▸ **Directions**:
Rewrite the stretch from the line containing "point: the dark" through the end of the items, putting "pin" wherever "marker" appears and leaving everything else unchanged.

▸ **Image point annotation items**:
_ _ _ _

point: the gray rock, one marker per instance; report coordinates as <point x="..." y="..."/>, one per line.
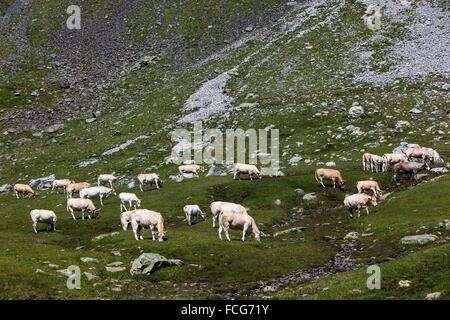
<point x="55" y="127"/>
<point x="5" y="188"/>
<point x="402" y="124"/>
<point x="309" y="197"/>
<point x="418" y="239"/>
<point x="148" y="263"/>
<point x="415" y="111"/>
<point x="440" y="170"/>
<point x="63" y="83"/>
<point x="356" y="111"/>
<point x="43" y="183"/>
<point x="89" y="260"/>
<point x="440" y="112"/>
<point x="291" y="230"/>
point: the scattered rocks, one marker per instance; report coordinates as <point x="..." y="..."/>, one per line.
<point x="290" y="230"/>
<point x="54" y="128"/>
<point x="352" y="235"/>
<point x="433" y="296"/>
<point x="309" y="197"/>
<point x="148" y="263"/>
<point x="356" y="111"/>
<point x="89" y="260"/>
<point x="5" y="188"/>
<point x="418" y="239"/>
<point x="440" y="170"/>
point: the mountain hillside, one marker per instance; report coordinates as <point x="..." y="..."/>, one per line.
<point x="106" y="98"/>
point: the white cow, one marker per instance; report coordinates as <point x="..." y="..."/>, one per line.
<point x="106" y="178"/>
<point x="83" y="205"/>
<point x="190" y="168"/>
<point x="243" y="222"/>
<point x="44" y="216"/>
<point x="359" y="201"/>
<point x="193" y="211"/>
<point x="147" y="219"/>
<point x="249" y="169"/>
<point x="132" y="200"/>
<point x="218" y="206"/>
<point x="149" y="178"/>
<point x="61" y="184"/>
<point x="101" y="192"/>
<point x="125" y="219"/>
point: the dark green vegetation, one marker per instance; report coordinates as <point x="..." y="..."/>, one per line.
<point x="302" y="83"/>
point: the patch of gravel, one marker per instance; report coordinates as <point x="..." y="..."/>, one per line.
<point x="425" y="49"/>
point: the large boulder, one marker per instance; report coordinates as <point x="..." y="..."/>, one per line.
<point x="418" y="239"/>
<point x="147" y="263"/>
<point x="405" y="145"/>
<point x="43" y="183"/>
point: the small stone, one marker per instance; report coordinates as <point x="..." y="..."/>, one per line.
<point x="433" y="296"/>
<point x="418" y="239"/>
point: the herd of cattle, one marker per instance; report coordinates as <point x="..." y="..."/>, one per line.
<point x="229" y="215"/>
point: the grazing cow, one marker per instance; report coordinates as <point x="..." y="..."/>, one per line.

_ _ _ _

▸ **Reply to the exercise**:
point: the dark green vegetation, one pin per instance; report coordinates as <point x="..." y="..."/>, one per line.
<point x="302" y="83"/>
point: the patch of gravel, one pin per instance; report coordinates as <point x="..." y="..."/>, one per line.
<point x="425" y="49"/>
point: the large boulder, one pin per instance; report coordinates as <point x="..." y="..."/>, one per line.
<point x="418" y="239"/>
<point x="147" y="263"/>
<point x="405" y="145"/>
<point x="43" y="183"/>
point: the small stone, one pin per instance; report coordinates as <point x="..." y="..."/>, one per line.
<point x="433" y="296"/>
<point x="418" y="239"/>
point: the herd of cattle, one pin per instance; report coordinates as <point x="..." y="..."/>, one per line.
<point x="229" y="215"/>
point: the grazing cow, one pin per instance; report coordinates as <point x="..." y="..."/>, one per line.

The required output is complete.